◆ **CONSIGNES DE L'EXERCICE**:
1. Recopiez le passage de l'extrait sur Les orages compris entre « Et c’est bien » et « la collection L’Arbalète. », ces deux segments inclus.
2. D'après l'extrait sur Les orages, dans quelle collection le recueil est-il paru chez Gallimard ?
3. Rédigez la suite de l'extrait sur Les orages, en commençant juste après sa dernière phrase.

◆ **EXTRAIT SOURCE**:
+ + + + +
À la fin de Par les routes, Sylvain Prudhomme évoquait longuement « The famous blue raincoat ». Parlant à la radio de son dernier livre Les orages, c’est une autre ballade de Leonard Cohen qu’il convoque, Anthem et ces mots précisément : « There is a crack in everything/ That’s how the light gets in ». Dans chaque chose il y a une fêlure/Et c’est par là que passe la lumière.
Et c’est bien de cela qu’il s’agit, de fêlures et de lumière, dans les treize nouvelles de ce nouvel opus, Les Orages paru en janvier chez Gallimard dans la collection L’Arbalète.
Les orages, ce sont ceux que la vie parfois nous réserve, les moments de bouleversements intimes, les moments où tout bascule ou peut basculer. Et c’est ce que racontent ces treize nouvelles. Treize, nombre symbolique, ce qui fait que l’on ne peut s’empêcher de penser à Nerval, même si cela n’a rien à voir (« La Treizième revient…c’est encore la Première »).
Car la première nouvelle, « Souvenir de la lumière », et la treizième, « La Nuit », se répondent, ouvrant et fermant le cycle de la vie :
Dans la première, un bébé, veillé par son père qui semble lui insuffler sa force de lumière, après des jours d’angoisse dans une petite chambre d’hôpital, bascule du côté de la vie :
« Il y avait dans ces yeux je ne sais quelle sagesse venue de très loin, on aurait dit qu’il avait mille ans, qu’il savait tout, que du fond de l’immobilité de tout son corps à bout de force c’était lui qui trouvait la force de nous rassurer, de nous dire je suis là ça y est, ne vous en faites plus. ».
+ + + + +
◆ **ENTRÉES FOURNIES**:
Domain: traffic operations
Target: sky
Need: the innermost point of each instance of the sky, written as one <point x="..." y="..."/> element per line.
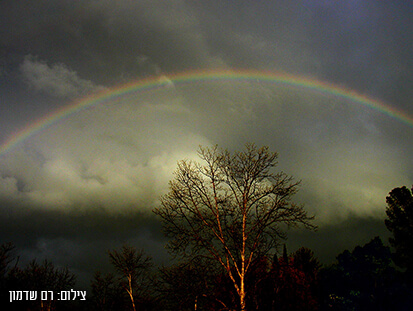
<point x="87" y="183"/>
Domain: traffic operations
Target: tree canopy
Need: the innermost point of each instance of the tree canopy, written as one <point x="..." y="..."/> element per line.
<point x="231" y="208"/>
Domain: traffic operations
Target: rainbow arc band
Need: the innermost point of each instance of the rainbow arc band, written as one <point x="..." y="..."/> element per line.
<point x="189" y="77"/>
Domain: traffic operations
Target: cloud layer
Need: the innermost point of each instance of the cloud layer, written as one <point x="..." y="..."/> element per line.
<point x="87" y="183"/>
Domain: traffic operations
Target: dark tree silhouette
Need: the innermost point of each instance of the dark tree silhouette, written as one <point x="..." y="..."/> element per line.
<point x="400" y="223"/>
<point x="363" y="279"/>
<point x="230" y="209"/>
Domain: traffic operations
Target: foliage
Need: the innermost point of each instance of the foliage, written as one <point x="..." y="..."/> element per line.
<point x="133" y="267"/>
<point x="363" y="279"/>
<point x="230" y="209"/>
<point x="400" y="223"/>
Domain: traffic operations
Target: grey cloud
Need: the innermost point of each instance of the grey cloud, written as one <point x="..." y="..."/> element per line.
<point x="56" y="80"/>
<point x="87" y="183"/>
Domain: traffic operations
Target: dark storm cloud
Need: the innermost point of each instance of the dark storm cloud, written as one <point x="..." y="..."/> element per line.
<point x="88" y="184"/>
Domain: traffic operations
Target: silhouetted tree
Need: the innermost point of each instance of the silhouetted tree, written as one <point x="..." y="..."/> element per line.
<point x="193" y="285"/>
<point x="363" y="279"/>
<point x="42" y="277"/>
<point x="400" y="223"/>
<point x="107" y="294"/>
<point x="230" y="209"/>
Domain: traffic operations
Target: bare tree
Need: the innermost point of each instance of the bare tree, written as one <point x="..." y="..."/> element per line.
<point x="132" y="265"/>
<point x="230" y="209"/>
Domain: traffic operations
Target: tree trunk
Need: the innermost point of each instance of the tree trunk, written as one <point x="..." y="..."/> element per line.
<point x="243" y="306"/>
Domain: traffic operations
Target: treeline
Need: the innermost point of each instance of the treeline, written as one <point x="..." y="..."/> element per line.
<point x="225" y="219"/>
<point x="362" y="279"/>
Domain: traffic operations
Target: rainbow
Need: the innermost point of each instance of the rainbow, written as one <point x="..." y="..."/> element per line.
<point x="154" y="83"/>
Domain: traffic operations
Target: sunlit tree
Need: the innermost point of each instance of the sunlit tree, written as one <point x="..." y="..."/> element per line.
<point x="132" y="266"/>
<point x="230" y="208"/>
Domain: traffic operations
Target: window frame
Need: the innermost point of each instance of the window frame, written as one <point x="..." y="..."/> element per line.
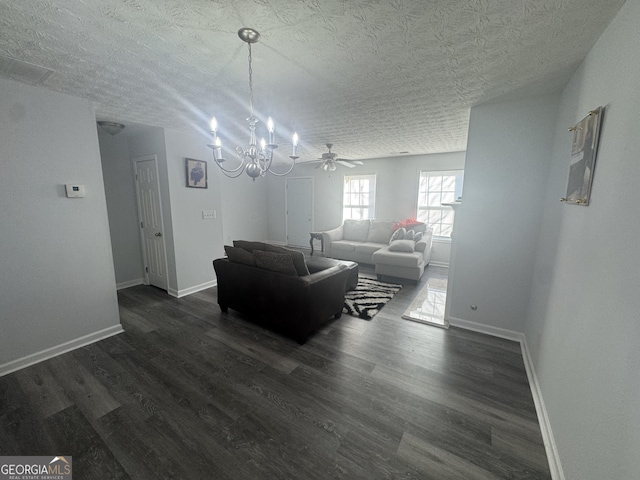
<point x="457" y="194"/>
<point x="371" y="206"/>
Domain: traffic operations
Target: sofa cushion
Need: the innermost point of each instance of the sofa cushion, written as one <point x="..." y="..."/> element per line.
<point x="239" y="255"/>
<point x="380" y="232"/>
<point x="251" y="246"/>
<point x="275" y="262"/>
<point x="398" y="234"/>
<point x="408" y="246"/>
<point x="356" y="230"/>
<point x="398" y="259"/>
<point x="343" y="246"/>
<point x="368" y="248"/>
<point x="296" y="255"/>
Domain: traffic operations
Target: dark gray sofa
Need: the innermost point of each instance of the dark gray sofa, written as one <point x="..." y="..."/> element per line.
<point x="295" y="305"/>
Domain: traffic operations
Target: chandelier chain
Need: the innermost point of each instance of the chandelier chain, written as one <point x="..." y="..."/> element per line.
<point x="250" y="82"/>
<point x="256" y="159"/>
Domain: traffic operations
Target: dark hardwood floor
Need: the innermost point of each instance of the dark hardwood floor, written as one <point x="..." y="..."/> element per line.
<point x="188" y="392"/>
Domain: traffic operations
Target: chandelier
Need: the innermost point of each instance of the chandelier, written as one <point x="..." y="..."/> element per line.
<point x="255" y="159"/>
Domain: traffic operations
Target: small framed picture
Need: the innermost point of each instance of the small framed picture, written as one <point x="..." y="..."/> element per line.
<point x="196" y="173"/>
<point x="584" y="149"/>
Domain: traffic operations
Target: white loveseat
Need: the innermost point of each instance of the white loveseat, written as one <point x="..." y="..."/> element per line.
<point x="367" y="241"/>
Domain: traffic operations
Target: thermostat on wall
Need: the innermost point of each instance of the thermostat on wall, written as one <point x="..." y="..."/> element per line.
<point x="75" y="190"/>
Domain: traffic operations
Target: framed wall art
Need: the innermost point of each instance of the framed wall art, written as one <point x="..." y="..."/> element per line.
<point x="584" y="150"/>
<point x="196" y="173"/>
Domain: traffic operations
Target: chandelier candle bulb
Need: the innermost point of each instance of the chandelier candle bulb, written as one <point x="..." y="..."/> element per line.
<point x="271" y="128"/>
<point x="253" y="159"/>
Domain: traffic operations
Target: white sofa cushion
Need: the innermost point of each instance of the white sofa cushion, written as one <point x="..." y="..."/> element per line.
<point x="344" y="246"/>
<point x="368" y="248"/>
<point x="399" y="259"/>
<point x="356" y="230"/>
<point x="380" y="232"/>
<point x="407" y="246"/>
+ + + + +
◆ **RÉPONSES SUCCESSIVES**:
1.
Et c’est bien de cela qu’il s’agit, de fêlures et de lumière, dans les treize nouvelles de ce nouvel opus, Les Orages paru en janvier chez Gallimard dans la collection L’Arbalète.

2. Dans la collection L'Arbalète.

3.
Dans la treizième, une jeune mère, qui a failli mourir lors d’une fausse couche, retrouve le goût de la vie dans une mer noire et par une nuit semée d’éclairs :
« J’avance. Le liquide noir m’enveloppe, je nage sans plus rien voir, je suis seule au milieu de la mer immense et sombre… Et voici que je renais, voici que l’eau noire m’inonde à nouveau, voici que de toutes parts les flots me reprennent, que je refais partie du monde… J’ai peur et je suis heureuse, je suis là où je veux être, je nage dans l’eau qui m’a ramenée à la vie, je me sens sorcière, je me sens chamane unie à la mer toute puissante par une nuit sans lune. »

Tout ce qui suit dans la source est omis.